_To do_
Write out, word for word, every line from the one containing "Annotate the long" through the last line of the records below, both ends included.

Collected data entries
════════
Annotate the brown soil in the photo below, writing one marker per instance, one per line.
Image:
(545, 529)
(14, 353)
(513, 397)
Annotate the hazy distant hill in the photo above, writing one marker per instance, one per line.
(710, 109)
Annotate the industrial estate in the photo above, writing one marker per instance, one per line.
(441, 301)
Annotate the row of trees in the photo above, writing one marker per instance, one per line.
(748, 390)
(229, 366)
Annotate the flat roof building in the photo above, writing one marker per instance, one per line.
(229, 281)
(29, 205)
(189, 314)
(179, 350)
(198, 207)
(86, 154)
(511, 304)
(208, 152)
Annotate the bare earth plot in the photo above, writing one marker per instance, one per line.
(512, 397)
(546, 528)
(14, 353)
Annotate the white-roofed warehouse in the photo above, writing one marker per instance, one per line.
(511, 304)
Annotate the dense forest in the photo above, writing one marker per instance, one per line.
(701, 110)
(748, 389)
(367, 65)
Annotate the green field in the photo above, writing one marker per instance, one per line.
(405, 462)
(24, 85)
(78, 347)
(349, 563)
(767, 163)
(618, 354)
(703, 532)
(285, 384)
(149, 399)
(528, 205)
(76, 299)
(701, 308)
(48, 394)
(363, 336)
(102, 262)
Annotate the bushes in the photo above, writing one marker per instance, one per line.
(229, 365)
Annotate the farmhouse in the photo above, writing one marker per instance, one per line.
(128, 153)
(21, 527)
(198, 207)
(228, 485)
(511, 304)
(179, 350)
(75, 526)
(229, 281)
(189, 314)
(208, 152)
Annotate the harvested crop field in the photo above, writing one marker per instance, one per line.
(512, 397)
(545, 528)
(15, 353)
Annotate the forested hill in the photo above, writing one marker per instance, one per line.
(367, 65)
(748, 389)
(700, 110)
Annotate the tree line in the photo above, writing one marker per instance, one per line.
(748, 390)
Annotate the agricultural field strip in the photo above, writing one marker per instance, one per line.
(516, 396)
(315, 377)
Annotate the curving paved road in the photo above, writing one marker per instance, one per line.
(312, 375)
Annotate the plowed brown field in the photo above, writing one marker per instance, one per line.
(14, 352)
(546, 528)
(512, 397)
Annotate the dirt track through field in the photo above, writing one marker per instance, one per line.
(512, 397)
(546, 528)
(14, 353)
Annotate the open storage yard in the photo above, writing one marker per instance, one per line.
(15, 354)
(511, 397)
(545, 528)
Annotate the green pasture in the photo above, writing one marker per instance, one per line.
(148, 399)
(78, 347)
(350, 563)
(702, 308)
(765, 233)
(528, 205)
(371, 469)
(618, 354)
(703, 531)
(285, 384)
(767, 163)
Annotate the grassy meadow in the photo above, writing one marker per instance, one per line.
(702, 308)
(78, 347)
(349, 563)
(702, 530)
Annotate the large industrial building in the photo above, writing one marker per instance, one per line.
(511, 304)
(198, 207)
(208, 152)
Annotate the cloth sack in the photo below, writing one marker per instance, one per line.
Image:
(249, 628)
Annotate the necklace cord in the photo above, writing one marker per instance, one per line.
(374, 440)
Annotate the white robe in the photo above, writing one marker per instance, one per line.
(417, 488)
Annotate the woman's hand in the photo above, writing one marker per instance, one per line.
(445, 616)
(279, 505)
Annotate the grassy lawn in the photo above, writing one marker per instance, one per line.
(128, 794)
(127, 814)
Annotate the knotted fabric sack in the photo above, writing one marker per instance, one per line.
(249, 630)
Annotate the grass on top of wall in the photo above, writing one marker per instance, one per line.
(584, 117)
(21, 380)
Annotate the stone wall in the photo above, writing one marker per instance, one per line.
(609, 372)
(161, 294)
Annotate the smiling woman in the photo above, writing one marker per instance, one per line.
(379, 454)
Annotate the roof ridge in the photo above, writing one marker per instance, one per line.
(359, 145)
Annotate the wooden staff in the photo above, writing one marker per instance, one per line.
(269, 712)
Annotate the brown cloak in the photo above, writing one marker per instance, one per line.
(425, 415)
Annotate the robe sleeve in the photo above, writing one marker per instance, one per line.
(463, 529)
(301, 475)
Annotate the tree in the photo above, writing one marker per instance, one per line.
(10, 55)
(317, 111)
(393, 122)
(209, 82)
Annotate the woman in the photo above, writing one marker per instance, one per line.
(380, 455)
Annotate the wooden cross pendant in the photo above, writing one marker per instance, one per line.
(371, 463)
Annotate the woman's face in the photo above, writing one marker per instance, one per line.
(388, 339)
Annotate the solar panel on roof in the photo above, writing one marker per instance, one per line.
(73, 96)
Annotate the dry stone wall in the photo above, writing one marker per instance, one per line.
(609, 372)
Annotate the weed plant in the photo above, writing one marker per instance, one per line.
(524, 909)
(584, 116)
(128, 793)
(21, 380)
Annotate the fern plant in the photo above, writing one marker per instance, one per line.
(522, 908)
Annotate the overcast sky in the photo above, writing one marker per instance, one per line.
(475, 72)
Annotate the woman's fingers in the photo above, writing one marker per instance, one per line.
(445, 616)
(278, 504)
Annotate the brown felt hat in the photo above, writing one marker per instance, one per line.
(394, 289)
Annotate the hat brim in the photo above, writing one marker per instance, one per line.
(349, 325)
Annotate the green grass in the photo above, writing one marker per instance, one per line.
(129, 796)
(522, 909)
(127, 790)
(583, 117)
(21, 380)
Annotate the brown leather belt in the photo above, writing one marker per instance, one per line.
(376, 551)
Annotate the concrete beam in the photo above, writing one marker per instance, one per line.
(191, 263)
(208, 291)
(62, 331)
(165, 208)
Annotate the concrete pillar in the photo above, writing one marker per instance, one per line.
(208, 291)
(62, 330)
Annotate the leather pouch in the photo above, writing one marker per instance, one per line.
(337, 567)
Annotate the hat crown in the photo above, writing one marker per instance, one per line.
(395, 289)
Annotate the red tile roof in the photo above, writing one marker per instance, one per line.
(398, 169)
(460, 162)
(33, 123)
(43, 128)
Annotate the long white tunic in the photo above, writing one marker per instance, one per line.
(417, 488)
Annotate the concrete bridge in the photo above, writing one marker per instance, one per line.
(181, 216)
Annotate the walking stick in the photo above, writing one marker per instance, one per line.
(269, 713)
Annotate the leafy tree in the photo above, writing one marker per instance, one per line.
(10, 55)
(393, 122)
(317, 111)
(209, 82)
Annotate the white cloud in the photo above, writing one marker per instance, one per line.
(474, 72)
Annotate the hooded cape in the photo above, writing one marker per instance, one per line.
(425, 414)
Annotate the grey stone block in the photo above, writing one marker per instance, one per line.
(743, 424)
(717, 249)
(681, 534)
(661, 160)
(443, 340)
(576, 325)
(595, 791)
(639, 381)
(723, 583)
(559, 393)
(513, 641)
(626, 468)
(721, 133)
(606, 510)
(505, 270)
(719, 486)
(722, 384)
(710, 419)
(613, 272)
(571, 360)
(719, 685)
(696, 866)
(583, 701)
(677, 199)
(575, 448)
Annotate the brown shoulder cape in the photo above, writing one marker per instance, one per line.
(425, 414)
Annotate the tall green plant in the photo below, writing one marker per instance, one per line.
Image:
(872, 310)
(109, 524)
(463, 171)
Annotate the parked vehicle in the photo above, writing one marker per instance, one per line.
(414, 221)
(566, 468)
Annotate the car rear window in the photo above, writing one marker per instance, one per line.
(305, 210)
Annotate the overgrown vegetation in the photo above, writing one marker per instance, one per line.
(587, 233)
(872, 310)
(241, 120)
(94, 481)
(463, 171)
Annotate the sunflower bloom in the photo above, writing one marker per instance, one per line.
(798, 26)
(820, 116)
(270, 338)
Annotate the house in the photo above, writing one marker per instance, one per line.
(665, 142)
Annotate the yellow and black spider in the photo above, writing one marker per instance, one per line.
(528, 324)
════════
_Exercise solution_
Annotate the long white tunic in the photo above, writing one marker per instance, one per line.
(417, 488)
Annotate the concrete bridge in the photo above, writing one marker per instance, one per line.
(181, 216)
Annotate the walking stick in the photo above, writing one marker per instance, one per line.
(269, 713)
Annotate the leafy tree in the photo above, writing one marker per instance, one per line.
(10, 55)
(393, 122)
(317, 111)
(209, 82)
Annotate the white cloud in the photo above, writing one marker per instance, one per line.
(474, 72)
Annotate the hooded cape in the photo above, writing one marker per instance, one per line.
(425, 414)
Annotate the grey stone block in the photo above, writing one marker per instance, one per line.
(743, 424)
(717, 249)
(681, 534)
(661, 160)
(443, 340)
(576, 325)
(595, 791)
(639, 381)
(723, 583)
(559, 393)
(513, 641)
(626, 468)
(721, 133)
(606, 510)
(505, 270)
(719, 486)
(722, 384)
(710, 419)
(613, 272)
(571, 360)
(719, 685)
(696, 866)
(583, 701)
(677, 199)
(575, 448)
Annotate the brown shoulder cape in the photo above, writing one marker per instance, one per line.
(425, 414)
Annotate the tall green plant in the photo below, writing one marker per instance, one per line.
Image:
(872, 310)
(109, 524)
(463, 171)
Annotate the parked vehicle in the photo above, writing one marker per instance, one per line.
(414, 221)
(566, 468)
Annotate the car rear window in the photo above, writing one marker per instance, one per line.
(305, 210)
Annotate the overgrown vegetation in the photo above, writing one marker per instance, one per line.
(587, 233)
(872, 310)
(241, 120)
(94, 481)
(463, 171)
Annotate the sunflower bloom in the photo above, writing one marker per instance, one per line.
(798, 26)
(820, 116)
(270, 338)
Annotate the house in the photo above, writing one marker per instance, one per line.
(665, 142)
Annotate the yellow and black spider in the photo above, writing one marker per instance, one per line.
(528, 324)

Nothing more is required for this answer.